» **WHAT IS BEING ASKED**:
Reproduce the listing below without any change.

Records of labeled points
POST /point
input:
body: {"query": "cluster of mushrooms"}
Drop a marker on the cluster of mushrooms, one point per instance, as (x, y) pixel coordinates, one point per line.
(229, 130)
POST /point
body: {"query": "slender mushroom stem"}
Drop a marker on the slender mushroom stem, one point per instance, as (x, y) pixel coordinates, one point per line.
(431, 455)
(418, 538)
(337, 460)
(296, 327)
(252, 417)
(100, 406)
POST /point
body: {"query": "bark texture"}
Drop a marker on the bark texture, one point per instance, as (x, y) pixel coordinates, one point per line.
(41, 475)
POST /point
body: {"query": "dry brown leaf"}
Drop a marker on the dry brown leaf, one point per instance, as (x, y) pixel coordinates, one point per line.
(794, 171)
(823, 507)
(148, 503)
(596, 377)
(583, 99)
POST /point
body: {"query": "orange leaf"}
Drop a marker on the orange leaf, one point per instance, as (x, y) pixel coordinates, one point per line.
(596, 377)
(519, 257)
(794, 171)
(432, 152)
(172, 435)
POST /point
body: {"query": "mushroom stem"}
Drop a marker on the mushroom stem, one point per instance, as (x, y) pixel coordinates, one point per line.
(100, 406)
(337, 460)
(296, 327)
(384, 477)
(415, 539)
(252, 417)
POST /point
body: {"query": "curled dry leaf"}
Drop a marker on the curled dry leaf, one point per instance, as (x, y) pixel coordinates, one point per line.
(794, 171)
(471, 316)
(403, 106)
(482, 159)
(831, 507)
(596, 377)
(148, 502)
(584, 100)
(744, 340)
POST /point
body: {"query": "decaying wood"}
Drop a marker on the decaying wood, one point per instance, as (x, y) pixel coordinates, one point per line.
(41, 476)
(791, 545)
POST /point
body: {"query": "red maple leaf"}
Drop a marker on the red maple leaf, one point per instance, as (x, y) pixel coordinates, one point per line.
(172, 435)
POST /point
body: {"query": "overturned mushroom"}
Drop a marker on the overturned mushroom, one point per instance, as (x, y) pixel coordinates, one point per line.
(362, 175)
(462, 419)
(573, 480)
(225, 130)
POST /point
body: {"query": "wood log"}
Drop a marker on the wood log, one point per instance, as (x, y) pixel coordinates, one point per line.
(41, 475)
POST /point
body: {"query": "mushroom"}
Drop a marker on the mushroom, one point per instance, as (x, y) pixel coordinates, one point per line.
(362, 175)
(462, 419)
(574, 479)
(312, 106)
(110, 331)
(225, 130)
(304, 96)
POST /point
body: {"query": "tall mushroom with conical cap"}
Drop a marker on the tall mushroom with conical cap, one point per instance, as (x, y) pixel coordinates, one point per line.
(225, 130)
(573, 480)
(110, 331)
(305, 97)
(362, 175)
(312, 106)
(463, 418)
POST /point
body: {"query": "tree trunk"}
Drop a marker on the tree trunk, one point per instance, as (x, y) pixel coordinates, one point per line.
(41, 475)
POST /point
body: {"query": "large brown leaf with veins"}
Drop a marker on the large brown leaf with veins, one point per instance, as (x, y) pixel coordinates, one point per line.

» **RESULT**:
POST /point
input:
body: {"query": "cluster of mushrooms"}
Drop a marker on the cluster of mushrooms, one point per instance, as (x, y) pixel coordinates, one point per line.
(229, 130)
POST /point
body: {"query": "slender mushroom stem"}
Drop a marker on the slender mushroom stem, one point per instance, as (x, y) pixel coordinates, one point per line.
(431, 455)
(418, 538)
(337, 460)
(296, 327)
(252, 417)
(100, 406)
POST /point
body: {"query": "bark texture"}
Drop a marker on the bark texture, one point per instance, as (x, y) pixel coordinates, one point per line.
(41, 475)
POST /point
body: {"query": "dry brown leaf"}
Drop a marker on the dry brown leaf, one point per instance, as (x, y) pixel coordinates, one point per line.
(794, 171)
(823, 507)
(148, 503)
(596, 377)
(583, 99)
POST /point
body: {"query": "orange leaf"}
Drop a marker on the orange leaf, one point per instance, as (x, y) pixel coordinates, one point per line.
(596, 377)
(519, 257)
(794, 171)
(432, 152)
(172, 435)
POST /point
body: {"query": "mushroom stem"}
Drop a marker on the mushroom stem, one point per instance, as (x, y) pixel coordinates, one point per line.
(100, 406)
(337, 460)
(296, 327)
(384, 477)
(415, 539)
(252, 417)
POST /point
body: {"query": "curled dry leaf"}
Drop a marker on the curled dry leaf, one point per instance, as (x, y) pixel coordinates, one point per line.
(794, 171)
(471, 316)
(403, 106)
(482, 159)
(831, 507)
(596, 377)
(148, 502)
(584, 100)
(744, 340)
POST /point
body: {"query": "decaying wood"}
Drop a marker on the decaying wood, one point per instance, as (x, y) pixel coordinates, one point per line.
(41, 476)
(791, 545)
POST /point
body: {"query": "red maple leaf"}
Drop a marker on the red maple leaf, one point per instance, as (x, y) pixel coordinates, one point per line.
(172, 435)
POST /point
body: {"query": "overturned mushroom"}
Drop a marker on the overturned mushroom, one point per instance, as (x, y) pixel coordinates, one point per line.
(362, 175)
(462, 419)
(573, 480)
(225, 130)
POST /point
body: {"query": "wood log"}
Drop a marker on the wood log, one point per instance, as (x, y) pixel coordinates, one point per line.
(41, 475)
POST /point
body: {"query": "mushroom"}
Drop a marker on the mushroom, one point per instance, as (x, y) pixel coordinates, one point per line.
(362, 175)
(462, 419)
(574, 479)
(312, 106)
(110, 331)
(225, 130)
(304, 96)
POST /point
body: {"query": "tall mushroom with conical cap"}
Drop a marker on the tall mushroom with conical cap, one point per instance, as (x, y) pixel coordinates, one point per line.
(225, 130)
(573, 480)
(110, 331)
(305, 97)
(362, 175)
(312, 106)
(463, 418)
POST /point
body: {"query": "tree trunk"}
Drop a marker on the tree trunk, one point per instance, as (x, y) pixel coordinates, one point per line.
(41, 475)
POST /point
body: {"query": "large brown leaf with veins"}
Drop a marker on the large brown leaf with veins, one point per instance, as (x, y) pixel coordinates, one point per line.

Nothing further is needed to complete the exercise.